Copy every one of the following records verbatim, keeping each line unchanged and in its original order.

DATA FOR PROCESSING:
┏━━

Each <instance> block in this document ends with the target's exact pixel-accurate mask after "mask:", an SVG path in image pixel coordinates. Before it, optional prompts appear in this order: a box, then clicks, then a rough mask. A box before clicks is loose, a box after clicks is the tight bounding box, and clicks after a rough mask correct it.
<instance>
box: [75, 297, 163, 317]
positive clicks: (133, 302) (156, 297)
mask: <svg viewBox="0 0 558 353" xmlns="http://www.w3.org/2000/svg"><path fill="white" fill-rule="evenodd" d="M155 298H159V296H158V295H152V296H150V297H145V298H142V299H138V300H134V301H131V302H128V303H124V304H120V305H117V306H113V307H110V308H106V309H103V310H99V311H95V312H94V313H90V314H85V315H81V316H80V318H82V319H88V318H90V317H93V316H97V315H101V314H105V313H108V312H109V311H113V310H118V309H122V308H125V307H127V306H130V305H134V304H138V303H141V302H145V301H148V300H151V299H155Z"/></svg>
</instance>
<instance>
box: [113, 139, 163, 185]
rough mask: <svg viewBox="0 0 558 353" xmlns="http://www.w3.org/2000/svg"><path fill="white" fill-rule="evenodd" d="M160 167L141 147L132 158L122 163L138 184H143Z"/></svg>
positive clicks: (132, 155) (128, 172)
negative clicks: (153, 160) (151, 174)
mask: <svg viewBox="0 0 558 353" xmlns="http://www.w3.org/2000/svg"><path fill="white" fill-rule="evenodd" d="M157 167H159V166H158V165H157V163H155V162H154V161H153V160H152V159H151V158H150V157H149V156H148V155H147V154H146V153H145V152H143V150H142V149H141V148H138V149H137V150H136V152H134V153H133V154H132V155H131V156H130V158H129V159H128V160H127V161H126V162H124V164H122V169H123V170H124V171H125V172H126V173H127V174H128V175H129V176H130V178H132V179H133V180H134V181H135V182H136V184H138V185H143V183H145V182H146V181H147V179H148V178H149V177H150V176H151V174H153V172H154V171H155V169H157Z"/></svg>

┗━━

RESULT FOR THIS EXERCISE:
Each <instance> block in this document ends with the target's exact pixel-accurate mask after "mask:", an SVG path in image pixel coordinates. Before it, optional prompts appear in this order: a box, then clicks, then a rough mask. A box before clicks is loose, a box after clicks is the tight bounding box, and clicks after a rough mask correct it.
<instance>
box: [75, 297, 163, 317]
positive clicks: (133, 302) (156, 297)
mask: <svg viewBox="0 0 558 353" xmlns="http://www.w3.org/2000/svg"><path fill="white" fill-rule="evenodd" d="M155 298H159V296H158V295H152V296H150V297H145V298H142V299H138V300H134V301H131V302H128V303H124V304H120V305H117V306H113V307H110V308H106V309H103V310H99V311H95V312H94V313H90V314H85V315H81V316H80V318H82V319H88V318H90V317H93V316H97V315H101V314H105V313H108V312H109V311H113V310H118V309H122V308H125V307H127V306H130V305H134V304H138V303H141V302H145V301H148V300H151V299H155Z"/></svg>
</instance>
<instance>
box: [113, 139, 163, 185]
rough mask: <svg viewBox="0 0 558 353" xmlns="http://www.w3.org/2000/svg"><path fill="white" fill-rule="evenodd" d="M160 167L141 147L132 158L122 163L138 184H143Z"/></svg>
positive clicks: (132, 155) (128, 172)
negative clicks: (153, 160) (151, 174)
mask: <svg viewBox="0 0 558 353" xmlns="http://www.w3.org/2000/svg"><path fill="white" fill-rule="evenodd" d="M157 167H159V166H158V165H157V163H155V162H154V161H153V160H152V159H151V158H150V157H149V156H148V155H147V154H146V153H145V152H143V150H142V149H141V148H138V149H137V150H136V152H134V153H133V154H132V155H131V156H130V158H129V159H128V160H127V161H126V162H124V164H122V169H123V170H124V171H125V172H126V173H127V174H128V175H129V176H130V178H132V179H133V180H134V181H135V182H136V184H138V185H143V183H145V182H146V181H147V179H148V178H149V177H150V176H151V174H153V172H154V171H155V169H157Z"/></svg>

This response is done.